— PROBLEM DETAILS —
Rewrite all of the data below with every occurrence of "written the same way as this sample" replaced by "formatted like this sample", leaving everything else unchanged.

Named object pointing entries
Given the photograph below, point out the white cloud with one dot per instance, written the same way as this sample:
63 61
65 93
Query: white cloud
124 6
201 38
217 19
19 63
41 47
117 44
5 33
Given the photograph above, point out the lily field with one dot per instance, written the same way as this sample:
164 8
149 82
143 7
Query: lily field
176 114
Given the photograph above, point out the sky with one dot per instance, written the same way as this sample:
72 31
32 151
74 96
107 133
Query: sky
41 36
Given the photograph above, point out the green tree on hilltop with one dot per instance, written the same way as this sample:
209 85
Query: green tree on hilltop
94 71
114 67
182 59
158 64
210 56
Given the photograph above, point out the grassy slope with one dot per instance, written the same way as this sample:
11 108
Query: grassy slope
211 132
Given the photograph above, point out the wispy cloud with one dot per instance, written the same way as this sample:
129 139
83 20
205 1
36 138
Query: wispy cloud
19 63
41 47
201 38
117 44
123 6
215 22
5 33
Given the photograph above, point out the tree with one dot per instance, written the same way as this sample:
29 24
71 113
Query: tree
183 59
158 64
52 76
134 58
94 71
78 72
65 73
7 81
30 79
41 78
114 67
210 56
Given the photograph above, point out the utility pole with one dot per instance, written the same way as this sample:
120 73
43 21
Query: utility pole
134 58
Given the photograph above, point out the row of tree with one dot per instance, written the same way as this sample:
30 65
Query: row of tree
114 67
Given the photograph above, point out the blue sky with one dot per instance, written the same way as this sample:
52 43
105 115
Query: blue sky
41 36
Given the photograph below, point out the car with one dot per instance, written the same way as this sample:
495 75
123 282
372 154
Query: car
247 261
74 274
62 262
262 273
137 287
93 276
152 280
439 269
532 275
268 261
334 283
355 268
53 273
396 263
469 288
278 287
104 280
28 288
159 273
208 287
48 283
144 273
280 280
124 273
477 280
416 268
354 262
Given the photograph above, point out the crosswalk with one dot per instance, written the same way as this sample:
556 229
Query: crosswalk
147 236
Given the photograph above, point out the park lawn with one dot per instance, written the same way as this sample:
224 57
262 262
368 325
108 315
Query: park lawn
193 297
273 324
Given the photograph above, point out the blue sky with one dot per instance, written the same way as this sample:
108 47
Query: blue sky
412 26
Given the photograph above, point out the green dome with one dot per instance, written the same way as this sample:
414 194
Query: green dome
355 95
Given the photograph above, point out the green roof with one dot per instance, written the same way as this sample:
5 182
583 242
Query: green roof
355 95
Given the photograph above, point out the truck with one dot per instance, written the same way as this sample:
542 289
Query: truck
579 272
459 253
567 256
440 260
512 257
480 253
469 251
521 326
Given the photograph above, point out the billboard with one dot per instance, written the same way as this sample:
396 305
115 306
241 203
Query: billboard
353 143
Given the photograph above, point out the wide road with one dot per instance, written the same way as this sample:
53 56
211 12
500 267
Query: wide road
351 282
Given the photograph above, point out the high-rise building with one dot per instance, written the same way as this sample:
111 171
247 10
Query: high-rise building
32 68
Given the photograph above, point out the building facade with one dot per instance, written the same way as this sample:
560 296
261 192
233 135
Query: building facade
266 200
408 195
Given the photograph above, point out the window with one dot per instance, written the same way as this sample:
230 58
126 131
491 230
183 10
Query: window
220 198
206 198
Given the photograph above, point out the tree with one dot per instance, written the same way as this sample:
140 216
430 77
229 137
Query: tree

— OUTPUT OF THE TASK —
Given the photograph below, point out the white cloud with one dot per instance, formatted like this sample:
63 61
65 93
Query: white cloud
124 6
201 38
217 19
19 63
41 47
117 44
5 33
Given the photograph above, point out the lily field with one dot per instance, formatted like this sample:
164 8
149 82
143 7
Query: lily field
176 114
Given the photograph above, point out the sky with one dot per instance, formatted like this sample:
72 31
32 151
74 96
107 133
Query: sky
41 36
Given the photograph above, point out the green tree on hilltop with one dot per instance, formatted like this sample:
209 85
Query: green tree on hilltop
94 71
114 67
182 59
158 64
210 56
Given the photograph above, point out the grassy slope with one dot per instance, formatted like this sample:
11 108
Query: grassy slope
211 132
Given the photograph above, point out the wispy cloud with one dot per instance, formatted like this sample:
129 139
83 20
205 1
36 138
Query: wispy cloud
19 63
41 47
201 38
117 44
123 6
215 22
5 33
Given the photograph above, point out the tree with one dot per instance, formatted like this sample:
29 24
71 113
Query: tree
183 59
158 64
52 76
134 58
94 71
78 72
65 73
7 81
30 79
41 78
114 67
210 56
Given the photograph above, point out the utility pole with one dot per instance, formatted like this sample:
120 73
43 21
Query: utility pole
134 58
Given the photograph above, point out the row of tree with one dot per instance, formatted like this sample:
30 65
Query: row of tree
114 67
Given the photograph above, point out the blue sky with one dot per instance, formatted like this sample:
52 43
105 115
Query: blue sky
41 36
Given the photograph below, point out the car with one dot per instance, formatted like this sample:
495 75
123 282
372 154
Query: car
247 261
74 274
62 262
262 273
137 287
93 276
152 280
439 269
532 275
268 261
334 283
355 268
53 273
396 263
469 288
278 287
104 280
28 288
159 273
208 287
48 283
144 273
280 280
124 273
477 280
416 268
354 262
Given the photograph above, point out the crosswalk with one dot per instance, formatted like this sample:
556 229
Query: crosswalk
147 236
Given the photograph above, point out the park lawn with one dot per instance, formatted like this sample:
224 57
262 262
368 325
108 315
Query: park lawn
193 297
273 324
Given the photograph above, point out the blue sky with one dot per instance, formatted like this sample:
108 47
Query: blue sky
412 26
Given the photograph above, point out the green dome with one dot per instance, formatted like this sample:
414 194
Query: green dome
355 95
Given the photograph above, point out the green roof with one dot per instance, formatted like this sample:
5 182
583 242
Query: green roof
355 95
Given the photograph above, point out the truck with one dot per instance, formatted like this sample:
542 289
Query: truck
579 272
459 253
567 256
440 260
512 257
480 253
469 251
521 326
Given the photograph above, point out the billboard with one dot per instance, formatted like this sample:
396 305
115 306
241 203
Query: billboard
353 143
Given the photograph above, point out the wide road with one dot per instance, formatted like this sample:
53 56
211 12
500 267
Query: wide road
351 282
Given the photograph above, point out the high-rise building with one dot per instance, formatted like this sample:
111 171
247 10
Query: high-rise building
32 68
Given the photograph above, point out the building facade with one dot per instance, formatted like this sample:
560 296
261 192
233 135
Query: building facade
266 200
408 195
Given the photograph above, point out the window with one dot per instance, formatted like this sample:
230 58
126 131
491 230
183 10
Query: window
220 198
206 198
Given the photograph above, point out the tree with one dot per instance, formatted like this sample:
140 216
430 77
229 137
Query: tree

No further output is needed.